%%

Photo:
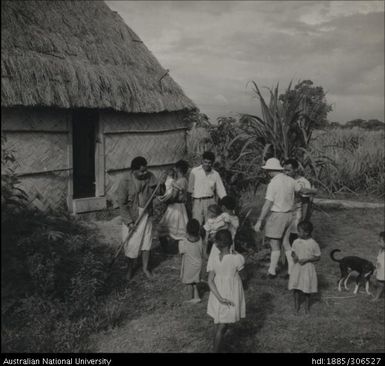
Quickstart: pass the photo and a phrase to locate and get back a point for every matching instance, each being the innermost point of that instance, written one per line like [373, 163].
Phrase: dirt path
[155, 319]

%%
%%

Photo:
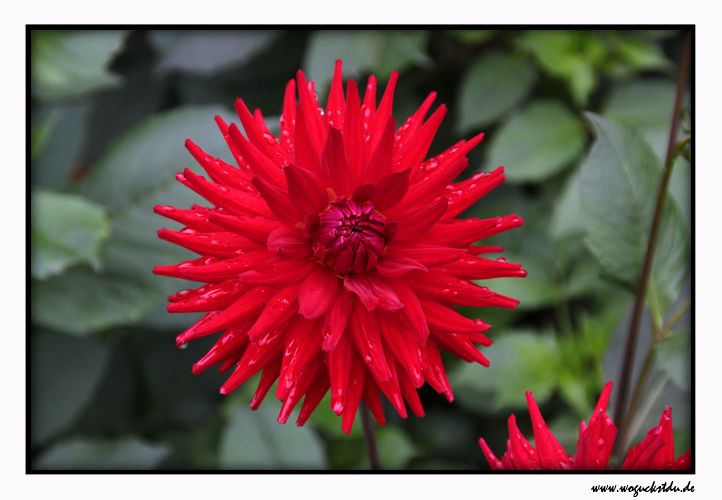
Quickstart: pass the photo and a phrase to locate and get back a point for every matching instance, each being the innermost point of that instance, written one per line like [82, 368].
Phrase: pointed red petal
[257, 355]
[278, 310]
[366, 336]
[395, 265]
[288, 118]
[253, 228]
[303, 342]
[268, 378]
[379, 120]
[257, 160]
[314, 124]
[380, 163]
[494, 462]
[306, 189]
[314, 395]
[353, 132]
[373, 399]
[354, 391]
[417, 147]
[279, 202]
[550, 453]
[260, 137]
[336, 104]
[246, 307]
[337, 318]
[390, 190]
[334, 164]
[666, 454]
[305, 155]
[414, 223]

%%

# Work to complete
Count the lines above that include the word "back", and reply with the number alone.

# Output for this task
2